• _Excerpt to read_:
┄┄┄┄┄┄
Artificial intelligence in evidence production: critical reflections and lessons learned

Article type
Authors
Akay H1, Macura B2, Nykvist B2
1KTH Royal Institute of Technology, Stockholm, Sweden
2Stockholm Environment Insitute, Stockholm, Sweden
Abstract
Introduction
Systematic reviews provide robust and comprehensive assessments of available evidence guiding decision-making from medicine to international development and environmental management. Nevertheless, the rapidly increasing volume and complexity of scientific literature and limitations to research funding pose notable challenges to the efficiency of evidence synthesis methods. This is especially problematic when short policy windows necessitate timely, comprehensive, and rigorous synthesis outputs.

The rapid development of artificial intelligence (AI), inclusive of machine learning and natural language processing, presents an opportunity to enhance various stages of the evidence synthesis process. Machine learning technologies have been tested and deployed for some time in the screening stages of systematic reviews, eg, for classifiers that help prioritize the most relevant titles and abstracts. But as the recent demonstration of Google’s large language model Gemini shows, AI-powered systems could be used to support the entire evidence synthesis production process from review question generation to searching and screening of evidence and to critical appraisal and data synthesis.

Methods
Leveraging insights from our two ongoing projects that use generative AI and large language models for eligibility screening and data extraction, respectively, we undertake a critical examination of AI's impact on evidence synthesis production.
┄┄┄┄┄┄
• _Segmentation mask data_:
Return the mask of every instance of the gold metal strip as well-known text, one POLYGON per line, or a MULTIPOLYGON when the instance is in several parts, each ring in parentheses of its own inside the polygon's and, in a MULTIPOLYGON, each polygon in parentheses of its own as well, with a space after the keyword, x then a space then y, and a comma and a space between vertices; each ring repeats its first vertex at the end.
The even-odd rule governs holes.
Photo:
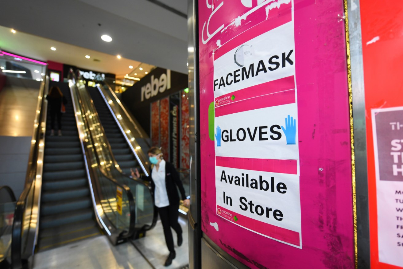
POLYGON ((350 106, 350 136, 351 148, 351 178, 353 186, 353 213, 354 225, 354 262, 356 269, 358 268, 358 248, 357 245, 357 192, 355 188, 355 158, 354 148, 354 126, 353 123, 353 91, 351 87, 351 70, 350 53, 350 37, 349 33, 349 17, 347 0, 344 0, 345 16, 346 48, 347 53, 347 74, 349 86, 349 101, 350 106))

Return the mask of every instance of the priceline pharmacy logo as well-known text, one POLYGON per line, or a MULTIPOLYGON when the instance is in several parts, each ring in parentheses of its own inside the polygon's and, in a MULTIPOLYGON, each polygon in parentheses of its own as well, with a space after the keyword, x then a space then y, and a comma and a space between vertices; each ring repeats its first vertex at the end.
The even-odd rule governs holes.
POLYGON ((296 134, 297 120, 288 115, 285 118, 285 126, 280 126, 274 124, 270 128, 268 126, 262 126, 221 130, 220 126, 217 125, 215 137, 218 147, 221 146, 221 142, 242 142, 245 140, 261 141, 269 139, 278 140, 280 140, 283 135, 285 136, 287 145, 295 145, 296 134), (280 129, 283 130, 283 133, 280 131, 280 129))

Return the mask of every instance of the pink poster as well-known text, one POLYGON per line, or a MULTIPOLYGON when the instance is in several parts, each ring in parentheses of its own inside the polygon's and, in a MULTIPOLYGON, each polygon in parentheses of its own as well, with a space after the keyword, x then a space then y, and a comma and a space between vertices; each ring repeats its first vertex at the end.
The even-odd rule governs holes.
POLYGON ((202 230, 251 268, 354 267, 343 2, 199 2, 202 230))
POLYGON ((189 95, 181 94, 181 167, 189 169, 189 95))
POLYGON ((169 160, 169 97, 160 100, 160 105, 161 150, 164 154, 164 158, 171 161, 169 160))
POLYGON ((151 142, 153 146, 160 144, 160 101, 151 104, 151 142))

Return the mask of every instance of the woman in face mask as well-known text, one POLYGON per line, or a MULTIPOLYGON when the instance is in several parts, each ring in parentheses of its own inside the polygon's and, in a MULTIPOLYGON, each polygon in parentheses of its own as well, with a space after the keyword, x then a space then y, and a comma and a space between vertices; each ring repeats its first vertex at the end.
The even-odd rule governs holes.
MULTIPOLYGON (((176 169, 172 164, 166 162, 162 158, 161 150, 156 147, 152 147, 148 150, 148 157, 150 162, 152 164, 152 168, 150 176, 144 179, 151 181, 151 186, 154 191, 155 205, 160 214, 164 228, 165 242, 170 252, 165 263, 165 266, 168 266, 172 263, 172 260, 176 256, 171 227, 177 235, 178 246, 180 246, 183 242, 182 228, 178 222, 179 198, 177 186, 179 188, 184 205, 188 206, 190 201, 186 198, 185 189, 176 169)), ((132 171, 132 176, 140 177, 137 169, 135 172, 132 171)))

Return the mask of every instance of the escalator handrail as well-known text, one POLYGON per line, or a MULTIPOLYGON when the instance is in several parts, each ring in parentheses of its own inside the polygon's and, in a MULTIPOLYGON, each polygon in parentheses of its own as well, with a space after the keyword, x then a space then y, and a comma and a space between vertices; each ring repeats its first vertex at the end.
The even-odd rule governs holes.
POLYGON ((14 194, 14 192, 12 191, 12 190, 11 188, 10 188, 8 186, 0 186, 0 191, 4 189, 6 190, 8 193, 8 195, 10 196, 10 198, 11 198, 11 201, 10 202, 16 202, 17 200, 15 199, 15 195, 14 194))
MULTIPOLYGON (((75 74, 74 73, 74 72, 73 71, 73 69, 70 69, 70 73, 73 76, 73 77, 75 79, 75 81, 77 81, 77 79, 76 78, 76 74, 80 74, 79 70, 77 69, 76 71, 76 74, 75 74)), ((95 113, 95 114, 96 115, 96 117, 98 118, 98 120, 98 120, 98 122, 100 122, 100 120, 99 117, 99 116, 98 115, 98 112, 96 112, 96 109, 95 107, 94 106, 93 102, 92 101, 92 100, 91 100, 91 109, 92 110, 92 111, 96 111, 96 112, 95 113)), ((85 108, 83 107, 83 108, 82 108, 83 109, 83 111, 85 111, 85 108)), ((86 117, 86 116, 85 115, 85 113, 84 113, 84 115, 86 117)), ((99 127, 101 129, 101 132, 102 133, 105 133, 105 130, 104 129, 104 127, 102 125, 102 124, 100 124, 99 125, 99 127)), ((91 134, 91 138, 92 138, 92 133, 91 132, 90 132, 90 134, 91 134)), ((105 136, 105 137, 106 137, 106 136, 105 136)), ((111 157, 112 157, 112 159, 113 160, 113 162, 114 163, 114 165, 117 164, 117 162, 116 161, 116 160, 115 159, 114 156, 113 155, 113 153, 112 153, 112 148, 110 147, 110 144, 109 144, 109 142, 108 141, 107 139, 106 139, 106 146, 108 147, 108 150, 109 151, 109 152, 110 152, 111 155, 111 157)), ((97 155, 96 157, 97 157, 97 160, 98 160, 98 161, 99 162, 99 160, 98 159, 98 155, 97 155)), ((114 166, 115 168, 116 167, 116 165, 114 165, 113 166, 114 166)), ((122 174, 122 176, 125 176, 125 177, 127 177, 127 175, 126 175, 125 174, 124 174, 124 173, 123 173, 122 172, 122 170, 120 169, 120 168, 119 168, 119 169, 118 169, 117 170, 118 171, 119 171, 119 172, 120 172, 122 174)), ((102 170, 101 170, 101 171, 102 171, 102 170)), ((110 178, 109 177, 106 176, 106 175, 105 175, 105 173, 104 173, 103 171, 102 171, 102 173, 108 179, 109 179, 109 180, 113 180, 114 181, 114 182, 116 182, 116 183, 118 183, 118 182, 115 179, 110 178)), ((131 180, 133 180, 134 181, 135 181, 137 182, 138 182, 138 183, 139 183, 140 184, 142 184, 146 188, 147 188, 148 189, 149 191, 150 192, 150 194, 151 194, 152 199, 153 199, 153 201, 152 201, 153 202, 153 204, 154 204, 154 192, 153 191, 152 188, 151 187, 151 184, 150 182, 149 182, 148 181, 144 181, 144 180, 143 180, 142 179, 137 179, 137 178, 133 178, 133 177, 129 177, 131 179, 131 180)), ((129 188, 128 187, 127 188, 129 188)), ((129 188, 129 190, 130 190, 130 188, 129 188)), ((132 194, 132 195, 133 195, 132 194)), ((134 207, 133 207, 133 208, 134 208, 134 207)), ((134 215, 133 215, 134 216, 134 215)), ((157 223, 157 221, 158 220, 158 212, 156 210, 156 209, 155 208, 155 207, 154 207, 154 214, 153 214, 153 219, 152 219, 152 221, 151 225, 147 225, 147 224, 144 225, 143 226, 143 227, 142 227, 140 229, 141 229, 142 230, 143 230, 143 231, 148 231, 148 230, 150 230, 153 229, 155 226, 155 225, 156 225, 156 224, 157 223)), ((134 223, 134 225, 135 225, 135 224, 134 223)))
MULTIPOLYGON (((100 92, 100 93, 102 96, 102 98, 105 101, 106 106, 108 106, 108 108, 109 108, 110 111, 111 113, 112 114, 112 117, 115 119, 115 121, 116 122, 116 124, 118 125, 118 126, 119 127, 120 131, 122 132, 122 134, 123 136, 123 137, 125 138, 125 140, 126 140, 126 142, 129 145, 130 148, 130 149, 131 150, 132 152, 133 153, 133 154, 135 157, 136 159, 137 160, 137 161, 140 164, 140 166, 141 167, 141 170, 142 170, 143 172, 144 172, 144 173, 145 173, 146 175, 148 176, 148 175, 150 174, 150 169, 148 169, 148 163, 145 161, 146 158, 145 157, 145 155, 144 154, 143 151, 142 150, 142 149, 141 149, 141 148, 140 148, 139 145, 137 143, 137 141, 135 140, 132 142, 130 141, 130 140, 129 139, 129 138, 127 136, 127 133, 125 132, 124 130, 123 130, 123 127, 122 126, 121 124, 120 123, 120 122, 119 122, 119 121, 117 119, 117 118, 115 115, 114 113, 112 111, 112 108, 110 107, 110 105, 108 103, 107 101, 106 100, 106 98, 105 96, 105 95, 102 92, 102 89, 101 89, 101 87, 98 87, 98 90, 100 92), (135 147, 133 147, 133 145, 132 144, 132 143, 134 144, 134 146, 135 146, 135 147), (140 148, 140 152, 141 153, 140 155, 141 156, 139 156, 139 154, 137 154, 137 153, 136 152, 135 150, 134 149, 135 148, 137 148, 138 147, 139 148, 140 148)), ((116 97, 116 96, 115 96, 114 97, 115 98, 117 98, 117 97, 116 97)), ((121 102, 119 101, 119 104, 121 103, 121 102)), ((131 120, 131 119, 129 119, 129 120, 131 122, 132 124, 133 124, 133 121, 131 120)), ((138 128, 137 128, 137 126, 135 125, 134 126, 135 128, 136 129, 137 131, 138 132, 139 131, 138 128)), ((145 141, 145 140, 144 140, 145 141)))
MULTIPOLYGON (((116 96, 116 95, 115 94, 115 93, 114 92, 113 90, 112 90, 112 88, 111 88, 111 87, 109 85, 109 83, 108 83, 108 82, 107 82, 106 81, 104 81, 104 83, 105 83, 105 85, 106 85, 107 86, 108 86, 108 88, 109 89, 109 91, 110 92, 111 94, 115 98, 115 99, 116 100, 119 100, 117 96, 116 96)), ((133 115, 131 115, 131 113, 130 113, 130 111, 127 111, 127 110, 126 109, 126 108, 125 107, 125 106, 123 106, 123 104, 122 103, 122 102, 118 102, 118 104, 119 104, 119 105, 121 109, 123 111, 124 111, 125 114, 126 115, 126 117, 127 117, 128 119, 129 119, 129 120, 131 122, 132 124, 133 124, 133 125, 135 127, 135 128, 136 128, 136 129, 137 130, 137 132, 139 133, 139 134, 140 135, 141 137, 142 138, 143 138, 143 139, 144 139, 144 140, 145 140, 145 143, 147 143, 147 145, 148 146, 148 147, 149 148, 151 148, 151 145, 150 144, 148 143, 148 141, 147 141, 147 139, 146 139, 146 138, 148 138, 147 137, 148 136, 145 133, 145 132, 144 131, 144 130, 142 128, 139 128, 138 127, 138 125, 140 125, 138 123, 135 123, 135 122, 133 120, 133 119, 134 118, 134 117, 133 117, 133 115)))
MULTIPOLYGON (((45 72, 48 73, 47 66, 45 72)), ((22 229, 23 228, 24 221, 26 221, 24 219, 25 213, 26 210, 26 201, 28 198, 28 195, 31 188, 35 182, 37 170, 37 159, 38 157, 39 147, 39 140, 41 138, 41 134, 42 127, 42 123, 46 122, 46 109, 44 109, 44 106, 46 104, 44 102, 44 98, 45 92, 45 86, 48 83, 49 77, 47 75, 46 79, 42 81, 41 83, 38 94, 38 101, 37 104, 36 114, 34 120, 34 129, 33 131, 31 143, 29 151, 29 155, 28 158, 28 167, 27 169, 27 174, 25 177, 25 186, 24 190, 20 195, 18 200, 17 201, 15 205, 15 209, 14 211, 14 219, 12 222, 12 231, 11 233, 11 265, 12 269, 20 269, 25 268, 27 267, 28 257, 24 257, 21 253, 22 243, 22 229), (24 260, 23 261, 23 259, 24 260)), ((46 125, 46 124, 45 124, 46 125)), ((38 205, 36 205, 38 206, 38 205)), ((33 204, 33 207, 35 205, 33 204)), ((31 212, 32 213, 32 212, 31 212)), ((31 215, 30 218, 32 217, 31 215)), ((31 222, 30 218, 29 222, 31 222)), ((30 227, 30 225, 29 225, 30 227)), ((37 228, 37 226, 36 226, 37 228)), ((34 242, 34 241, 33 241, 34 242)), ((34 245, 30 249, 33 250, 34 245)), ((32 253, 31 251, 30 253, 32 253)))
MULTIPOLYGON (((76 72, 77 74, 79 74, 79 70, 77 69, 76 72)), ((72 69, 70 69, 69 71, 69 78, 71 77, 70 76, 71 76, 71 77, 72 77, 73 79, 74 79, 75 87, 77 87, 76 83, 77 81, 77 79, 76 76, 76 74, 74 73, 74 72, 72 69)), ((84 107, 84 105, 83 104, 82 102, 81 102, 81 98, 82 97, 81 96, 79 92, 78 92, 78 91, 77 91, 76 93, 79 97, 79 100, 80 100, 80 105, 81 106, 81 108, 82 111, 83 112, 86 111, 86 108, 84 107)), ((93 107, 90 108, 90 109, 93 109, 94 108, 93 107, 93 104, 92 104, 92 102, 91 102, 91 104, 93 106, 93 107)), ((87 119, 87 115, 85 115, 85 113, 82 113, 81 115, 85 118, 85 121, 87 123, 89 122, 88 119, 87 119)), ((98 115, 97 115, 97 117, 98 117, 98 115)), ((98 120, 99 122, 99 118, 98 119, 98 120)), ((102 125, 100 125, 100 127, 102 127, 102 125)), ((93 140, 93 137, 92 132, 91 131, 89 128, 88 128, 88 130, 89 133, 89 135, 91 137, 91 140, 92 140, 93 141, 95 141, 94 140, 93 140)), ((101 131, 102 132, 103 132, 104 133, 104 130, 103 129, 103 128, 101 129, 101 131)), ((85 141, 83 140, 82 142, 83 143, 86 144, 86 142, 85 141)), ((108 146, 109 146, 108 143, 108 146)), ((89 152, 89 150, 88 150, 88 148, 86 146, 84 147, 84 148, 85 149, 86 151, 88 152, 89 154, 92 154, 91 153, 90 153, 89 152)), ((109 146, 108 150, 111 150, 110 148, 110 146, 109 146)), ((112 152, 111 151, 110 151, 110 152, 112 152)), ((97 163, 98 164, 99 164, 101 162, 101 161, 99 159, 99 156, 97 154, 95 154, 95 156, 97 160, 97 163)), ((114 161, 116 163, 116 161, 114 161)), ((132 193, 131 191, 131 190, 130 188, 127 185, 126 185, 126 184, 121 184, 118 181, 115 179, 109 177, 106 173, 105 173, 105 172, 104 171, 103 171, 103 169, 99 168, 100 167, 99 166, 98 166, 98 169, 100 169, 100 170, 101 171, 103 176, 106 178, 108 180, 109 180, 110 182, 112 182, 113 184, 115 184, 116 186, 118 186, 121 188, 123 190, 124 190, 124 191, 126 194, 126 195, 127 196, 127 198, 129 202, 129 208, 130 209, 129 211, 130 212, 130 219, 129 221, 129 230, 126 231, 126 232, 125 232, 125 231, 123 231, 123 232, 120 233, 119 234, 119 236, 121 238, 125 238, 130 237, 134 234, 134 232, 135 231, 136 205, 134 202, 134 196, 133 196, 133 193, 132 193)), ((94 175, 94 176, 95 176, 95 173, 94 175)))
┄┄┄┄┄┄
• _Task prompt_: Copy out the passage of the article on AI in evidence production starting at "The rapid development" and ending at "and data synthesis.".

• _Answer below_:
The rapid development of artificial intelligence (AI), inclusive of machine learning and natural language processing, presents an opportunity to enhance various stages of the evidence synthesis process. Machine learning technologies have been tested and deployed for some time in the screening stages of systematic reviews, eg, for classifiers that help prioritize the most relevant titles and abstracts. But as the recent demonstration of Google’s large language model Gemini shows, AI-powered systems could be used to support the entire evidence synthesis production process from review question generation to searching and screening of evidence and to critical appraisal and data synthesis.